Publikationen / vorgänge / vorgänge 7/1968

Normen­kon­troll­klage gegen Einschrän­kung des Rechts­schut­zes?

vorgängevorgänge 7/196807/1970Seite 261
von vg

Aus: vorgänge Heft 7/ 1968, S. 261

(vg) Die gravierendste Grundrechtseinschränkung, die durch die Notstandsverfassung geschaffen wurde, ist die an Art. 19 Abs. 4 GG vorgenommene partielle Aufhebung des den Bürgern gewährten lückenlosen Rechtchutzes gegenüber allen Akten der öffentlichen Gewalt. Die durch die Notstandsverfassung ermöglichten Eingriffe in das Post- und Fernmeldegeheimnis wurden bekanntlich der Anfechtung vor Gericht und richterlichen Nachprüfungen entzogen. Ein lückenloser Rechtsschutz ist Wesensbestandteil einer freiheitlichen Demokratie, und dies wird konkret in Frage gestellt, sobald er durchlöchert wird. Die Grundrechtsgarantie besteht nicht in der Gewährung von möglichst viel Rechtsschutz, sondern gerade in seiner Lückenlosigkeit, daß es keinen einzigen Akt der öffentlichen Gewalt gibt, der nicht gerichtlich angefochten und geprüft werden kann.Die vorgenommene Verfassungsänderung bedeutet also nicht eine bloße „Einschränkung“, sondern im Kern bereits eine Aufgabe des Prinzips der Rechtsstaatlichkeit. Selbst aber wenn dies nur ein „Auslegungsproblem“ sein sollte, ist eine Klärung dieser Frage vor dem Bundesverfassungsgericht dringend geboten.

## Vorliegende Zeilen
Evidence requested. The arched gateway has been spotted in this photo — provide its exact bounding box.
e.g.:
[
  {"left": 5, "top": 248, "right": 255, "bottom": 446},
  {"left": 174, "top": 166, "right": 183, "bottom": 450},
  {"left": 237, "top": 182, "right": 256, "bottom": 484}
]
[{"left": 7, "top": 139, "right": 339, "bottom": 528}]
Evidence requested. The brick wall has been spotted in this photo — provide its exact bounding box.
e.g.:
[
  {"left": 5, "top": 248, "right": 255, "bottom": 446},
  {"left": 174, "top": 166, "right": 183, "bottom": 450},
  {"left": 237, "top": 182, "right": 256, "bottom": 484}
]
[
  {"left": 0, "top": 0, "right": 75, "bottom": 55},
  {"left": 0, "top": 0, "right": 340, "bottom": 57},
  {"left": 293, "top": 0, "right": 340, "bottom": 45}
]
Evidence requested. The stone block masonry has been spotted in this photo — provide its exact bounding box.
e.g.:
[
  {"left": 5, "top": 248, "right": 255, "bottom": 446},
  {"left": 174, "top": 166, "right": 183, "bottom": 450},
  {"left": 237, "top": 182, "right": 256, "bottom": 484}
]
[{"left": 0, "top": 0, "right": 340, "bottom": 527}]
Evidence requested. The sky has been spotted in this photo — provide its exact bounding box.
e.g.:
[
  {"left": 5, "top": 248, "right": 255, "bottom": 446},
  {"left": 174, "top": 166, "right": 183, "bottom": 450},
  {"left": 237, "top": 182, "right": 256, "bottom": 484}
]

## Arbeitsauftrag
Führen Sie den Text über die Einschränkung des Rechtsschutzes durch die Notstandsverfassung weiter, im Anschluss an seinen letzten Satz.

## Ergebnis
Die Landeskonferenz Hessen der hessischen Ortsverbände der Humanistische Union hat darum an die hessische Landesregierung den dringenden Appell gerichtet, beim Bundesverfassungsgericht eine Normenkontrollklage zur Überprüfung der Frage einzureichen, ob die Regelung, daß rechtliches Gehör und der Rechtsweg für den Fall der geheimdienstlichen Brief- und Telefonkontrolle ausgeschlossen sein sollte, nicht ein Verfassungsbruch durch Verfassungsänderungen ist.

Das Land Hessen hatte den mit der Notstandsverfassung verknüpften Grundrechtseinschränkungen im Bundesrat den energischsten Widerstand geleistet, so daß gegenüber der hessischen Regierung die größte Chance besteht, sie zu einer Verfassungsklage zu veranlassen.